NSX Manager upgrade fails at "start_manager" step due to certificate mismatch

Products

VMware NSX

Issue/Introduction

During an upgrade of VMware NSX, the upgrade process fails on one or more NSX Manager nodes at the start_manager step.

Symptoms include:

Host and Edge nodes may upgrade successfully, but the NSX Manager cluster upgrade stalls or fails.
The Management Plane runs in a degraded state on the partially upgraded nodes.
Checking /var/log/cbm/tanuki.log or cbm.log reveals Netty exceptions and indicates services are down due to an inability to connect to the Corfu server.
Running keytool -list against the truststore.jks and keystore.jks reveals a SHA-256 certificate fingerprint mismatch between nodes.
Error below may be seen during the process of the Upgrade of one of the managers and fail to continue.

#### [LISTED ENTRIES]
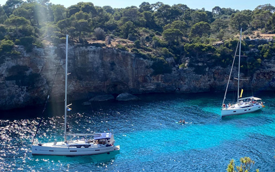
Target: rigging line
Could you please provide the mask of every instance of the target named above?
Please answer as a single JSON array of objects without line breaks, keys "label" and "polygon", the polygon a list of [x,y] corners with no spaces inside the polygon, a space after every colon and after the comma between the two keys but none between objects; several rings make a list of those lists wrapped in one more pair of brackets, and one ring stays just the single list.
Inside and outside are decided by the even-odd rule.
[{"label": "rigging line", "polygon": [[254,95],[253,95],[253,90],[252,89],[252,79],[251,79],[251,78],[253,78],[253,76],[250,76],[250,72],[249,72],[249,68],[248,68],[248,62],[247,62],[247,59],[246,59],[246,63],[247,65],[247,71],[248,71],[248,77],[249,78],[249,80],[250,81],[250,88],[251,88],[251,94],[252,94],[252,96],[254,97]]},{"label": "rigging line", "polygon": [[[239,44],[239,42],[240,42],[240,40],[238,40],[238,43],[237,44],[237,45]],[[235,55],[234,56],[234,59],[233,60],[233,63],[232,63],[232,66],[231,67],[231,70],[230,71],[229,77],[228,78],[228,81],[227,82],[227,85],[226,86],[226,93],[225,94],[225,97],[224,97],[224,100],[223,101],[223,104],[222,104],[222,107],[223,107],[223,105],[224,105],[224,103],[225,103],[225,100],[226,99],[226,92],[227,91],[227,89],[228,88],[229,82],[230,81],[230,78],[231,77],[231,74],[232,73],[232,69],[233,69],[233,66],[234,65],[234,62],[235,62],[235,59],[236,58],[236,55],[237,54],[237,49],[238,49],[238,47],[237,48],[236,48],[236,51],[235,52]]]},{"label": "rigging line", "polygon": [[62,60],[62,57],[63,56],[63,55],[64,54],[64,50],[65,49],[65,48],[64,48],[64,49],[63,51],[62,55],[61,55],[61,57],[60,58],[60,61],[59,61],[59,63],[58,64],[58,65],[57,66],[57,69],[56,69],[56,72],[55,72],[55,75],[54,75],[54,78],[53,78],[53,82],[51,84],[51,86],[50,86],[49,90],[48,92],[48,97],[47,98],[45,104],[44,105],[43,110],[42,111],[42,113],[41,114],[41,117],[40,118],[40,120],[39,120],[39,123],[38,123],[38,125],[37,126],[37,128],[36,129],[36,131],[35,132],[35,134],[34,135],[34,137],[33,137],[33,139],[32,140],[32,144],[33,143],[33,141],[34,141],[34,139],[35,139],[35,137],[36,136],[36,134],[37,134],[37,132],[38,131],[38,129],[39,129],[39,126],[40,125],[40,124],[41,124],[41,122],[42,121],[42,119],[43,118],[43,115],[44,115],[44,112],[45,112],[45,109],[46,109],[46,105],[48,103],[48,101],[49,99],[49,94],[50,94],[50,92],[51,92],[51,89],[52,89],[52,87],[53,86],[53,83],[54,83],[54,81],[55,80],[55,78],[56,78],[56,75],[57,75],[57,72],[58,71],[58,69],[59,68],[59,67],[60,66],[60,63],[61,63],[61,61]]}]

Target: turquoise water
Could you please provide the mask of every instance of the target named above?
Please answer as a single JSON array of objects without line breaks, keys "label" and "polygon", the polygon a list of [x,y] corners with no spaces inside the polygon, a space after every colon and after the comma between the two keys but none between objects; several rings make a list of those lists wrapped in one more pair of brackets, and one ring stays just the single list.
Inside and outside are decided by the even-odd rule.
[{"label": "turquoise water", "polygon": [[[239,165],[244,156],[256,161],[253,169],[275,171],[275,94],[256,95],[265,102],[261,111],[222,119],[223,94],[147,94],[91,107],[74,102],[71,131],[113,129],[121,150],[110,155],[32,156],[29,145],[42,108],[1,112],[0,171],[226,171],[231,159]],[[38,139],[61,141],[63,108],[48,108]],[[181,118],[189,124],[175,123]]]}]

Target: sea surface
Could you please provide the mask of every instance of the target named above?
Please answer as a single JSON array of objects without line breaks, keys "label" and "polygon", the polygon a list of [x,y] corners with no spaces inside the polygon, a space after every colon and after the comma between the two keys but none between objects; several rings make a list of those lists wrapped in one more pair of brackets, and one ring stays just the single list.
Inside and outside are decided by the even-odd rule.
[{"label": "sea surface", "polygon": [[[149,94],[141,100],[73,102],[71,132],[113,129],[120,151],[99,155],[32,155],[43,107],[0,111],[0,171],[226,172],[231,159],[255,160],[252,171],[275,171],[275,93],[255,95],[265,108],[221,118],[223,93]],[[230,96],[230,95],[228,97]],[[37,141],[63,140],[64,109],[47,106]],[[180,119],[188,124],[177,124]]]}]

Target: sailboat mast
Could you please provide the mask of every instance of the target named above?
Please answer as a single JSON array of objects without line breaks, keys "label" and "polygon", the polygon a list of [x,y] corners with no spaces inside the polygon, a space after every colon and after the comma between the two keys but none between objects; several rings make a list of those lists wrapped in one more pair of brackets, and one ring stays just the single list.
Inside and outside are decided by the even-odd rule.
[{"label": "sailboat mast", "polygon": [[240,49],[239,50],[239,70],[238,71],[238,99],[237,103],[239,103],[240,98],[240,67],[241,65],[241,47],[242,46],[242,28],[241,28],[241,33],[240,33]]},{"label": "sailboat mast", "polygon": [[64,114],[64,142],[66,141],[67,129],[67,82],[68,78],[68,35],[66,35],[66,60],[65,68],[65,112]]}]

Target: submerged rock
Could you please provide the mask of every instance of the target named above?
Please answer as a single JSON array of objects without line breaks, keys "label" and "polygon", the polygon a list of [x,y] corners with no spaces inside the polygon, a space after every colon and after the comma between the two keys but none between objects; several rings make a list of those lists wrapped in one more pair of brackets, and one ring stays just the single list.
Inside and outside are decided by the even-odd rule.
[{"label": "submerged rock", "polygon": [[85,106],[85,105],[91,105],[91,102],[84,102],[82,103],[82,105]]},{"label": "submerged rock", "polygon": [[114,99],[114,97],[111,94],[105,94],[96,96],[89,101],[90,102],[97,101],[97,102],[102,102],[103,101],[108,101]]},{"label": "submerged rock", "polygon": [[122,93],[116,97],[116,100],[117,101],[131,101],[138,100],[139,98],[136,96],[131,94],[128,93]]}]

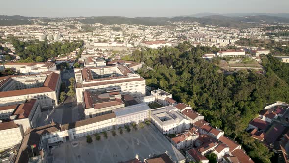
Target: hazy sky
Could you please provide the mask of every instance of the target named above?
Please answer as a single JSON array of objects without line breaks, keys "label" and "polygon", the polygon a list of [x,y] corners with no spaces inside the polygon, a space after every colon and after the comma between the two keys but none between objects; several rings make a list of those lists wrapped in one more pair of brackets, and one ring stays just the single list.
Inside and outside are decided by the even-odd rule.
[{"label": "hazy sky", "polygon": [[1,0],[0,15],[170,17],[198,13],[288,13],[289,0]]}]

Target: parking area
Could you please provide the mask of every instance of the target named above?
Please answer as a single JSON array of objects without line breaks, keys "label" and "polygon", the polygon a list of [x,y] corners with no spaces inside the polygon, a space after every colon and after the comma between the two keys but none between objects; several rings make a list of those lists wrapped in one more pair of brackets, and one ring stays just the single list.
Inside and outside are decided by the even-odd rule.
[{"label": "parking area", "polygon": [[[53,163],[118,163],[133,159],[137,153],[140,160],[149,155],[160,154],[168,151],[174,160],[184,157],[152,125],[137,130],[131,128],[128,133],[123,129],[113,136],[108,131],[108,137],[102,134],[100,141],[91,136],[93,142],[88,144],[83,137],[73,142],[67,142],[52,150]],[[78,145],[75,145],[78,143]]]}]

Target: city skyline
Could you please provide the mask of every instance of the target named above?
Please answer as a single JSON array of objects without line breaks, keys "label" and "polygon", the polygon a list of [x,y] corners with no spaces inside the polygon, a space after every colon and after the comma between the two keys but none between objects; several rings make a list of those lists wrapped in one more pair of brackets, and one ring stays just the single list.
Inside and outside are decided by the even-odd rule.
[{"label": "city skyline", "polygon": [[[145,2],[131,0],[125,2],[115,0],[101,2],[84,0],[79,4],[79,1],[74,0],[61,1],[55,0],[49,1],[12,0],[2,3],[2,5],[0,7],[0,15],[48,17],[100,16],[135,17],[173,17],[199,13],[221,14],[288,13],[286,7],[289,6],[289,1],[278,0],[277,1],[245,0],[232,3],[228,0],[217,1],[185,0],[177,2],[164,0],[149,0]],[[256,6],[258,6],[257,8]],[[272,7],[273,6],[274,7]]]}]

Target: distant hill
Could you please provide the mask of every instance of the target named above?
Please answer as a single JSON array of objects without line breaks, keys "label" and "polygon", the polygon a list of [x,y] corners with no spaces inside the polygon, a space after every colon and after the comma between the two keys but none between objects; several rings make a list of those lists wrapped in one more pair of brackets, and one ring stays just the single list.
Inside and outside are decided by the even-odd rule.
[{"label": "distant hill", "polygon": [[230,14],[220,14],[220,13],[213,13],[210,12],[199,13],[195,14],[184,15],[183,16],[190,16],[197,18],[201,18],[205,16],[212,16],[212,15],[222,15],[230,17],[243,17],[246,16],[260,16],[265,15],[270,16],[275,16],[278,17],[283,17],[289,18],[289,13],[279,13],[279,14],[272,14],[265,13],[230,13]]},{"label": "distant hill", "polygon": [[[103,24],[137,24],[144,25],[169,25],[169,21],[197,22],[201,25],[211,25],[217,27],[228,27],[249,28],[258,27],[260,24],[276,24],[278,23],[289,23],[289,18],[268,15],[250,15],[245,16],[227,16],[211,15],[207,13],[199,14],[197,17],[178,16],[166,17],[135,17],[127,18],[120,16],[104,16],[90,17],[74,17],[74,20],[84,24],[101,23]],[[60,21],[64,18],[38,18],[15,16],[0,16],[0,25],[16,25],[30,24],[30,19],[42,18],[46,22]]]}]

#### [TO DO]
**a.** List every file that the NSX Manager upgrade article names.
**b.** Translate this sentence from the NSX Manager upgrade article into Spanish: "During an upgrade of VMware NSX, the upgrade process fails on one or more NSX Manager nodes at the start_manager step."

#### [TASK-BY-TASK SOLUTIONS]
**a.**
/var/log/cbm/tanuki.log
cbm.log
truststore.jks
keystore.jks

**b.** Durante una actualización de VMware NSX, el proceso de actualización falla en uno o más nodos de NSX Manager en el paso start_manager.